WORK INSTRUCTIONS. Reproduce the items below with every "bare soil patch" replaced by "muddy puddle" and nothing else changed. Leave the pictures out.

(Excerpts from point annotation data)
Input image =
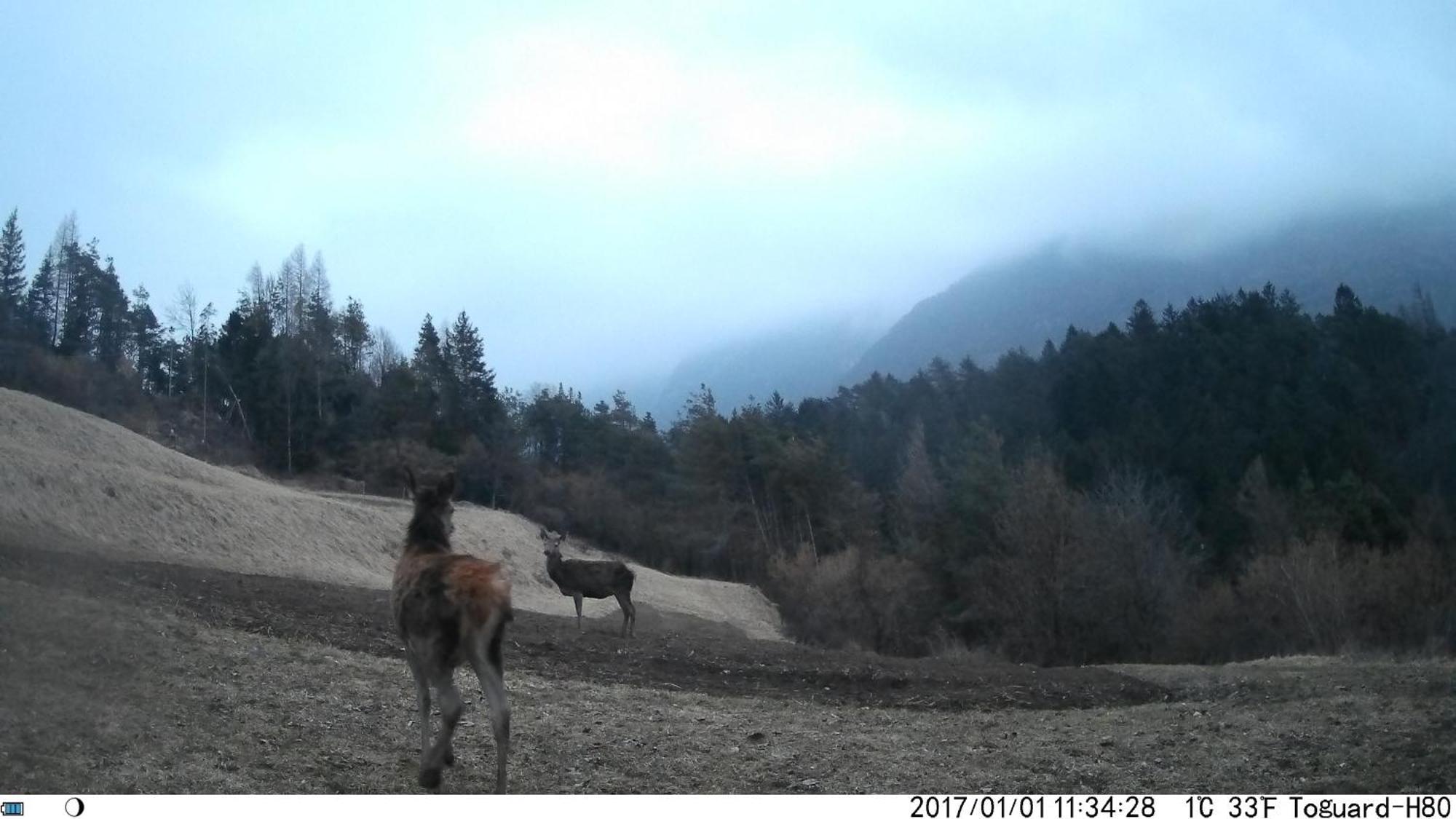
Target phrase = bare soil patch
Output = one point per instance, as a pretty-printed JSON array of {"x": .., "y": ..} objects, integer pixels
[
  {"x": 145, "y": 678},
  {"x": 76, "y": 481}
]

THE SOLUTION.
Input image =
Target phrase = muddy puddle
Output = one point per instance, as a pretty-printed JSON array of {"x": .., "y": ..} objects, integer pixels
[
  {"x": 145, "y": 678},
  {"x": 76, "y": 481}
]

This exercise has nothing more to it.